▼

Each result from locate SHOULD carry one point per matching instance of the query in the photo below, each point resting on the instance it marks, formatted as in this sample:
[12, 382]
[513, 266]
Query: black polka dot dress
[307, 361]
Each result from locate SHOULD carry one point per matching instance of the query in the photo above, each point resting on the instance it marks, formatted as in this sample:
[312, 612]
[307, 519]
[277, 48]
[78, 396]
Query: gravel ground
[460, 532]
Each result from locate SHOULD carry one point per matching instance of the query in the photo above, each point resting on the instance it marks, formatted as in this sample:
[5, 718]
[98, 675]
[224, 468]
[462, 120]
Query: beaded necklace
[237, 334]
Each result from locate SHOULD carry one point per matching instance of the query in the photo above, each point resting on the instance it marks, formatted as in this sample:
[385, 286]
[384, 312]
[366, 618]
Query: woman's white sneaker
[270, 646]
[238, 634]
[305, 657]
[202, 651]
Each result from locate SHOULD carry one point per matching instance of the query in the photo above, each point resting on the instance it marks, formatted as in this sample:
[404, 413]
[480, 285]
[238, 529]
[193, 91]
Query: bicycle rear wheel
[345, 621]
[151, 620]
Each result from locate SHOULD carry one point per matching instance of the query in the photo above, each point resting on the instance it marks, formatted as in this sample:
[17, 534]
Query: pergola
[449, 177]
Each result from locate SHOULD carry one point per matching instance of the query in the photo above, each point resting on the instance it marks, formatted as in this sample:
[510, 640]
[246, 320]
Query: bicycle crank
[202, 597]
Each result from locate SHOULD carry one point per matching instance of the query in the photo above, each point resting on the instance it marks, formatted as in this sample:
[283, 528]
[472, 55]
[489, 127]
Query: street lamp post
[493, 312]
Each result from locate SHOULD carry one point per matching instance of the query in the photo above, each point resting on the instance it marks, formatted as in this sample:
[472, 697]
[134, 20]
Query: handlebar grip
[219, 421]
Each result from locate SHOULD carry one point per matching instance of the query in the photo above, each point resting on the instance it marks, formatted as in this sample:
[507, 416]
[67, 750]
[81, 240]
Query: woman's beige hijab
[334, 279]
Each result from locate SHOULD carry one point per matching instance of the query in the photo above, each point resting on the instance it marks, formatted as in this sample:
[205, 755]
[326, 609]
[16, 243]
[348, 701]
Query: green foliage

▲

Brief :: Take the material above and return all of it exactly.

Output for this exercise ::
Each result from locate SHOULD carry one point per matching instance of the query in the photo below, each point resting on the instance it marks, formatted as in this sample:
[12, 382]
[513, 266]
Query: black polka dot dress
[307, 361]
Each result from locate SHOULD carry one point per matching instance of the query in the photo above, each point resting on the instance it marks, formatted as in this sample:
[312, 612]
[307, 519]
[277, 48]
[78, 396]
Query: gravel ground
[460, 532]
Each result from locate SHOULD carry one point per matching instance of the query in the photo above, each point resting on the instance it marks, formatted as in this sample:
[5, 718]
[98, 675]
[224, 468]
[462, 120]
Query: beaded necklace
[237, 334]
Each result from locate SHOULD carry one point per matching instance of the query in the photo above, each point resting on the instance it marks, formatted as in this sample:
[385, 286]
[384, 312]
[366, 618]
Query: woman's white sneaker
[270, 646]
[238, 634]
[305, 657]
[202, 651]
Each result from locate SHOULD carry one point per matching instance of the query in the photo above, each point resting on the instance it marks, formatted as in this sample:
[404, 413]
[480, 285]
[238, 529]
[193, 91]
Query: bicycle rear wheel
[345, 621]
[151, 620]
Each result from locate SHOULD carry one point per matching instance of the query in the photo above, each point resting on the instance it marks, formatted as in this sample:
[17, 534]
Query: pergola
[449, 177]
Each result from locate SHOULD carry one point per matching instance of the query in the photo above, each point resting on the instance it marks, formatted as in this sample:
[510, 640]
[246, 320]
Query: bicycle crank
[202, 597]
Each result from locate SHOULD carry one point per matching instance of the query in the photo above, each point resting on the instance it marks, formatted as in this sample:
[283, 528]
[472, 55]
[489, 127]
Query: street lamp post
[493, 312]
Each result from locate SHOULD carry one point per matching instance of the query in the photo above, each point resting on the instance it marks, formatted as in this sample:
[472, 697]
[134, 20]
Query: handlebar grip
[219, 421]
Each result from locate SHOULD carry one point per matching instance of the query in the photo above, each point resting on the instance it marks, formatted as in this sample:
[507, 416]
[67, 750]
[81, 240]
Query: woman's beige hijab
[334, 279]
Each result from locate SHOULD carry one point per matching instance of the query in the photo above, each point resting on the instance it marks, formatted as in this sample:
[205, 755]
[326, 609]
[16, 243]
[348, 701]
Query: green foliage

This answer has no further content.